* _The problem_
Repeat the following lines exactly and nothing else: the line containing "In this exercise you will locate the man wearing" and each line after it through the end of the listing.
*** Supplied material Section Begins ***
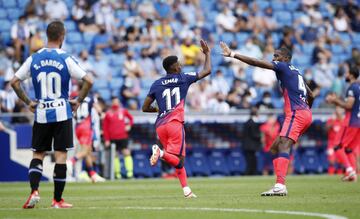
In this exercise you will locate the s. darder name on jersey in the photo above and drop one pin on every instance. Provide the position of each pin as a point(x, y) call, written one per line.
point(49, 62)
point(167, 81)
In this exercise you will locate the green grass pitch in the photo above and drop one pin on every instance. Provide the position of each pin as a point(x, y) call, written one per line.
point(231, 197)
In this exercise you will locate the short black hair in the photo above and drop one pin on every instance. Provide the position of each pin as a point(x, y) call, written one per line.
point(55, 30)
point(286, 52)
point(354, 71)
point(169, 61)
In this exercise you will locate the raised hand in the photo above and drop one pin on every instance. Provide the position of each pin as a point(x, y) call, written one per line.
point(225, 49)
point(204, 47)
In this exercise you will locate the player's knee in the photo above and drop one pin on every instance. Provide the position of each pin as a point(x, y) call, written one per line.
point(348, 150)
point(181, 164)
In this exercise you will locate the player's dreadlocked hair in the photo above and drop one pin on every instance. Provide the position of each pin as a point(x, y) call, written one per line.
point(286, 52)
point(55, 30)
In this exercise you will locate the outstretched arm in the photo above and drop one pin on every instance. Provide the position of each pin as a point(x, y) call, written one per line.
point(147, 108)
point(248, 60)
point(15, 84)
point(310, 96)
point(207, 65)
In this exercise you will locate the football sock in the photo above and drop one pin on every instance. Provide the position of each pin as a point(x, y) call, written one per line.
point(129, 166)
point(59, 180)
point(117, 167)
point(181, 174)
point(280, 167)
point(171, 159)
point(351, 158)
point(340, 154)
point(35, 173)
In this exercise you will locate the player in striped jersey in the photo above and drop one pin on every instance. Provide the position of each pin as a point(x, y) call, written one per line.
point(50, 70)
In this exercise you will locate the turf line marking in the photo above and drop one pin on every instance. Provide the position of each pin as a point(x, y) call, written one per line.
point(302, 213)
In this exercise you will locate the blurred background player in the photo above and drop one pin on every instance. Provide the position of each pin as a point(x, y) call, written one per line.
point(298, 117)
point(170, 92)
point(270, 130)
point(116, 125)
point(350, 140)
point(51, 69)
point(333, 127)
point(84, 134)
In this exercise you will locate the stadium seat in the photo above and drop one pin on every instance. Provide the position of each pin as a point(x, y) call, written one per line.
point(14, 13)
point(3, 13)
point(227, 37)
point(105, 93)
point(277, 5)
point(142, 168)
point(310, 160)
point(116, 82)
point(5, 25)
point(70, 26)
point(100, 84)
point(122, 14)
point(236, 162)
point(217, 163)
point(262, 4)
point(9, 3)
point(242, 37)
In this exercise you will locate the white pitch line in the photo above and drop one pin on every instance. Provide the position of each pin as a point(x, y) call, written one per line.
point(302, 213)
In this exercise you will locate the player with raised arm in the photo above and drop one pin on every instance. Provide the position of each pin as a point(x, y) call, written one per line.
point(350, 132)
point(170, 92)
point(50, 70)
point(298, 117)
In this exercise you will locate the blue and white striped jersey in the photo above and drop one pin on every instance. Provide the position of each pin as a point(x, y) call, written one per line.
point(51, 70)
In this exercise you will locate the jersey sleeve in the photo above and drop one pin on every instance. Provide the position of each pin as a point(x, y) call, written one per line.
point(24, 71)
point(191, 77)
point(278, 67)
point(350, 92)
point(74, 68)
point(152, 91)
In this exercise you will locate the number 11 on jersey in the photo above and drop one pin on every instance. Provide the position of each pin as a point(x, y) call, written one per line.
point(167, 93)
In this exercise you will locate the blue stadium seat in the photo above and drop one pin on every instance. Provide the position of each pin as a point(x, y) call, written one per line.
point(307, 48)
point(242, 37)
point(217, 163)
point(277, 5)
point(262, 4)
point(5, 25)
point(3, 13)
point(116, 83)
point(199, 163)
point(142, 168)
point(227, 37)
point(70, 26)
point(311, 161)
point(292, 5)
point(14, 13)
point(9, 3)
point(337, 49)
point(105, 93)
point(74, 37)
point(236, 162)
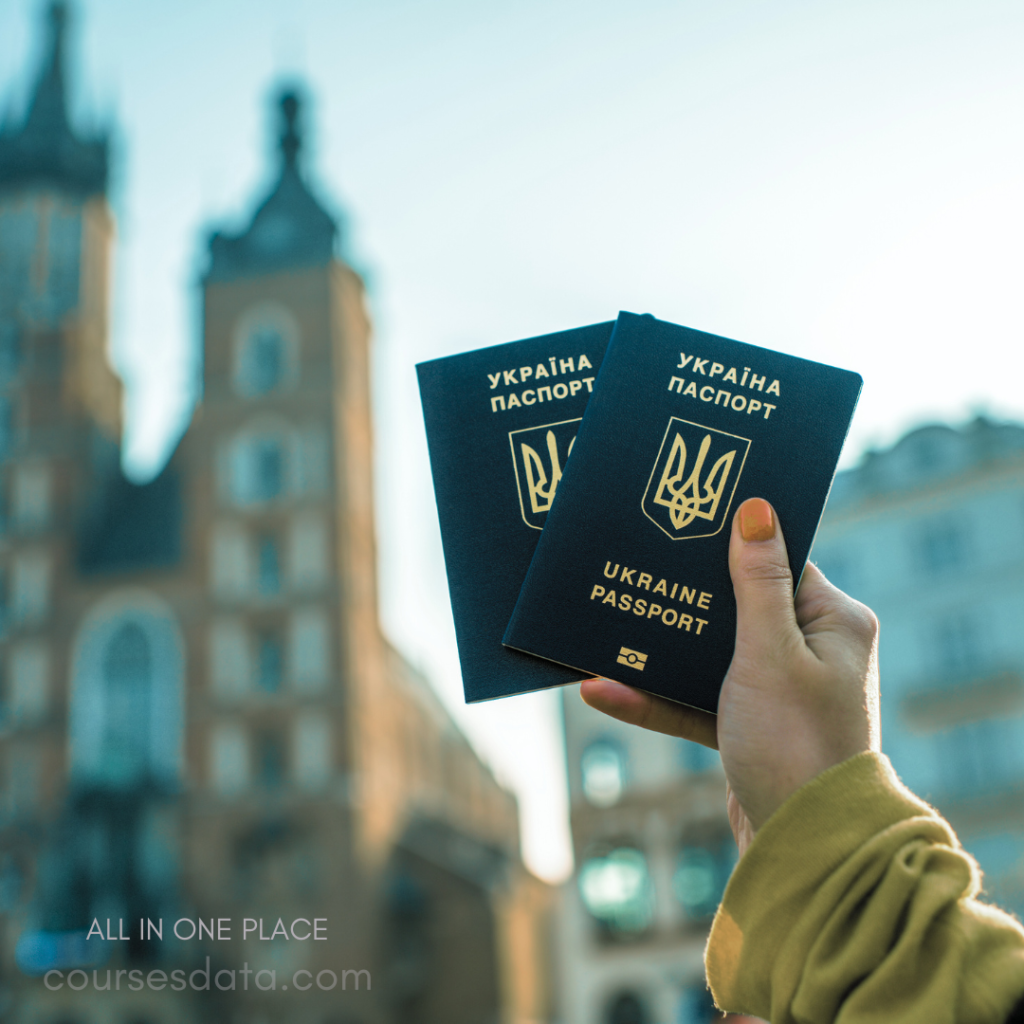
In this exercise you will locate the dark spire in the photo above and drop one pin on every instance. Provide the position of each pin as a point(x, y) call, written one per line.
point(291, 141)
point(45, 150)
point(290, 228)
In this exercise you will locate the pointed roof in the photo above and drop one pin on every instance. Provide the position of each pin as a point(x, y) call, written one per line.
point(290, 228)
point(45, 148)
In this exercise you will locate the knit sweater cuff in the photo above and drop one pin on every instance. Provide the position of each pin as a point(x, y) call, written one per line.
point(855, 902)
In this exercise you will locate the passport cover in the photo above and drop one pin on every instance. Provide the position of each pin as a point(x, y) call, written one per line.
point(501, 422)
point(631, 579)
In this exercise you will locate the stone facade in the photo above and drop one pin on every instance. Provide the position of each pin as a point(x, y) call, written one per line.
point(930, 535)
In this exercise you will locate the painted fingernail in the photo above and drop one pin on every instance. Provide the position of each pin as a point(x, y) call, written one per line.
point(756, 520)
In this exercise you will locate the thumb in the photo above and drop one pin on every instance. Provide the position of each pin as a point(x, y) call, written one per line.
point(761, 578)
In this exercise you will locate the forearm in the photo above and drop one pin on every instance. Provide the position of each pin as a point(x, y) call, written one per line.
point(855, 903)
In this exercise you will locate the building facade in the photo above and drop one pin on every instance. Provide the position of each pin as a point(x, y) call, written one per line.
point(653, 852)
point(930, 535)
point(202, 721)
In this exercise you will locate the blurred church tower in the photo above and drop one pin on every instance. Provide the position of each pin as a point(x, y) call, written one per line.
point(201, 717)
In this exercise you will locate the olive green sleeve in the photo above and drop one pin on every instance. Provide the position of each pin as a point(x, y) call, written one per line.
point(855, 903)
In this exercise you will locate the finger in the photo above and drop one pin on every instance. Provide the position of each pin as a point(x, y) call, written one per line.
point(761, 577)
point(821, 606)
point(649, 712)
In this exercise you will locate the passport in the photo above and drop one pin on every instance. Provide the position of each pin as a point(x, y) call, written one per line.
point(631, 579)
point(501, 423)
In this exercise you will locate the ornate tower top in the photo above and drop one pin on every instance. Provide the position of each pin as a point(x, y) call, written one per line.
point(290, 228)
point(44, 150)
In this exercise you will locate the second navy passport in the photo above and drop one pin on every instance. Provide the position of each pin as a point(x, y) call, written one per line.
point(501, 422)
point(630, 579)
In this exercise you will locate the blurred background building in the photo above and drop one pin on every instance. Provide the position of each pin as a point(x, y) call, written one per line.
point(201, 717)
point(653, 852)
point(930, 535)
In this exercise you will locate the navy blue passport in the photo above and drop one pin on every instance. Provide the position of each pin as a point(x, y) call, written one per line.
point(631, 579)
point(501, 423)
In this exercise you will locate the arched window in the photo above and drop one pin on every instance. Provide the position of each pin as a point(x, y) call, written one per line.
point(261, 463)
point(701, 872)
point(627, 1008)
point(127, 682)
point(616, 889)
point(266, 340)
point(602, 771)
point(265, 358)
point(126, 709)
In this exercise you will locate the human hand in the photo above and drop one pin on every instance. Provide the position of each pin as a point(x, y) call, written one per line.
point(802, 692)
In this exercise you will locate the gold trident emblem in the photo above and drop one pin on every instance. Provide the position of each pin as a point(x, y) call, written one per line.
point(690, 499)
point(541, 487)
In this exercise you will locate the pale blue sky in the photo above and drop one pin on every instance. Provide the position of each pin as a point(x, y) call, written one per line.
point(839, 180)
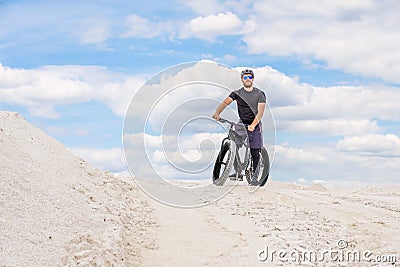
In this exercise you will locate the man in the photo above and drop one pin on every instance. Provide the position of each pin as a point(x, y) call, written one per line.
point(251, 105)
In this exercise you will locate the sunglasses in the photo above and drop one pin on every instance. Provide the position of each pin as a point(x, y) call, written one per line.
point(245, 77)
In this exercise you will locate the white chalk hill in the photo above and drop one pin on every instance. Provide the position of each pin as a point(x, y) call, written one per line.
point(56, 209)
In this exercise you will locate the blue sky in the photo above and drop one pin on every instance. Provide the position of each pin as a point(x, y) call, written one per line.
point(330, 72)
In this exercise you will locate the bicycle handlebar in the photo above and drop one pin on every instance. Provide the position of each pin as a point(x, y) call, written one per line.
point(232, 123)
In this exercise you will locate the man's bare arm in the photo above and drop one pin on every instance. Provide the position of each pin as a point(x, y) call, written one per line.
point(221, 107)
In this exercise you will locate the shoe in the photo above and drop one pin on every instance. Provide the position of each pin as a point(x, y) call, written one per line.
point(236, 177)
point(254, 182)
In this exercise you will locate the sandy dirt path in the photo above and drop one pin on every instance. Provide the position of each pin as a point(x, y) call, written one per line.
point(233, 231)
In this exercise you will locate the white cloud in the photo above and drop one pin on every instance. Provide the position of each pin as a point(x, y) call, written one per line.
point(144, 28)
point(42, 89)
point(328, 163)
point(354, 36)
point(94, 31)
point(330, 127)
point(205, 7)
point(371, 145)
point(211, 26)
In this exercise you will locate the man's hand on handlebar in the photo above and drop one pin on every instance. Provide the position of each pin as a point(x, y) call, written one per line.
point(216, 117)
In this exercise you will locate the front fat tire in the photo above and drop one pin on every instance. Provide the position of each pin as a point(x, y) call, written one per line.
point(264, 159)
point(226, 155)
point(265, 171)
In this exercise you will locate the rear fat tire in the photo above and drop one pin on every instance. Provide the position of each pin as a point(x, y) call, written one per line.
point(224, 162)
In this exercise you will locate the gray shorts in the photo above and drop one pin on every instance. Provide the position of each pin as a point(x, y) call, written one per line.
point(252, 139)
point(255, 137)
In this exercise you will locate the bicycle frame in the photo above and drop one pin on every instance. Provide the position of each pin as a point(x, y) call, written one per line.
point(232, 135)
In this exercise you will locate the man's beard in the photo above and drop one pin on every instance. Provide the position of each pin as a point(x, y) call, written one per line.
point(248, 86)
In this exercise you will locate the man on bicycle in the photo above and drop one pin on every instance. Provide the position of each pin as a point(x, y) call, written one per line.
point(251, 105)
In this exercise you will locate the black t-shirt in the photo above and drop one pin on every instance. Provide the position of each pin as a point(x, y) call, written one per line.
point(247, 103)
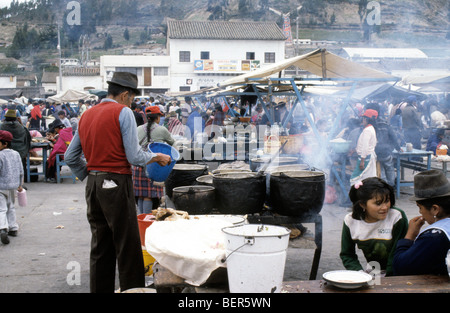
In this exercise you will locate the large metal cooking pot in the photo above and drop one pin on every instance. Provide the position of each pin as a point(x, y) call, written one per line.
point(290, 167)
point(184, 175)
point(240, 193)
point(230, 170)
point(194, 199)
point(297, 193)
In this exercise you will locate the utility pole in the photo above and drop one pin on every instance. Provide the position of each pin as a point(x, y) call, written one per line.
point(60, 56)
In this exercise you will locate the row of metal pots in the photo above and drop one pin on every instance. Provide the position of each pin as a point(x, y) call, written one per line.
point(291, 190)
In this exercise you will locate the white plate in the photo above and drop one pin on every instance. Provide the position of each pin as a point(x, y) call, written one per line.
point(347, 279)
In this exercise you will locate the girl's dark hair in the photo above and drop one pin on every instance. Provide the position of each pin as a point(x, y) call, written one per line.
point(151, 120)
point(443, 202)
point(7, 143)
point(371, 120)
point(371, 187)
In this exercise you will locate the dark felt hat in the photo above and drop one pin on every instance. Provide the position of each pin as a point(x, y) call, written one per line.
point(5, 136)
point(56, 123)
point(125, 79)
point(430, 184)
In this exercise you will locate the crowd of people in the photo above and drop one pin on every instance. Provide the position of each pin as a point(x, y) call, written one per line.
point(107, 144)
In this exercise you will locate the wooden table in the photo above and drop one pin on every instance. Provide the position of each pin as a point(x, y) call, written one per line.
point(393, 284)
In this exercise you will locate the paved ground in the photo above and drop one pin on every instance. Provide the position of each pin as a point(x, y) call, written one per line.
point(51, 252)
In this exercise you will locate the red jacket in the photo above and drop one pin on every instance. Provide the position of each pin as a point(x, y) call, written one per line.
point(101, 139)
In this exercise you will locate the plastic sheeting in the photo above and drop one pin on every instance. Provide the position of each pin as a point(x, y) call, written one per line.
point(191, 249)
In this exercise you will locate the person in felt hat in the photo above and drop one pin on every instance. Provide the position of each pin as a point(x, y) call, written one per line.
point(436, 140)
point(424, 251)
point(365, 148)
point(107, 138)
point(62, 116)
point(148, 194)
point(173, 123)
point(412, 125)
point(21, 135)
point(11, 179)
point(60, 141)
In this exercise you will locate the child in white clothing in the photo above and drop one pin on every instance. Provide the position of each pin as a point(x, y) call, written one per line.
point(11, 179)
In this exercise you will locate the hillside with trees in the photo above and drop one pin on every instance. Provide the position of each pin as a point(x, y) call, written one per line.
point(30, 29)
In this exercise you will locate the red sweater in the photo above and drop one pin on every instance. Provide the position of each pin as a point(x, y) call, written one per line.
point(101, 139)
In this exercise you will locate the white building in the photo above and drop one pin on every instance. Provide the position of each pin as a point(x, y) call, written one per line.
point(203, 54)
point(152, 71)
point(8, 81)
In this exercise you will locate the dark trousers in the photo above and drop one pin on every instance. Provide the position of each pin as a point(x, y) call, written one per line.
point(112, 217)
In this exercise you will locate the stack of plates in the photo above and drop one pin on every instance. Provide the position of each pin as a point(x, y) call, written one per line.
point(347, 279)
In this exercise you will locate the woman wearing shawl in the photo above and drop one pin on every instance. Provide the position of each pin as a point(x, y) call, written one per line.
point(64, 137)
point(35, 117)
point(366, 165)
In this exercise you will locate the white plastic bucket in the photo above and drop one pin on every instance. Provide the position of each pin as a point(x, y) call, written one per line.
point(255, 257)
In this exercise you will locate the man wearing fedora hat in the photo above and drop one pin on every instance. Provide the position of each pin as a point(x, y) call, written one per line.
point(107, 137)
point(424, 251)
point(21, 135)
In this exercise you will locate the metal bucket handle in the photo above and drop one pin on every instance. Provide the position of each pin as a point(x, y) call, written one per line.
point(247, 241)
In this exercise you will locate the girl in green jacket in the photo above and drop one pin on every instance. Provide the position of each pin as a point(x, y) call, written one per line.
*** Supplied material Section Ends ***
* _Solution for this exercise_
In this exercise you will locate the man wearing fedora hat in the photo above and drop one pin on every instance. Provide the position of each pin as a point(x, y) call, written one per line.
point(107, 137)
point(424, 251)
point(21, 135)
In this exercise you will locate the metal bucket handle in the photo above and drop one pin on every instance. Provide the position of each pin as a point(x, y) call, written one per line.
point(247, 241)
In this exercise you will locate the girl in green jacket in the photo above and drop one pin on every instance. Provide the position of each pin as a point(x, y) call, written one per line.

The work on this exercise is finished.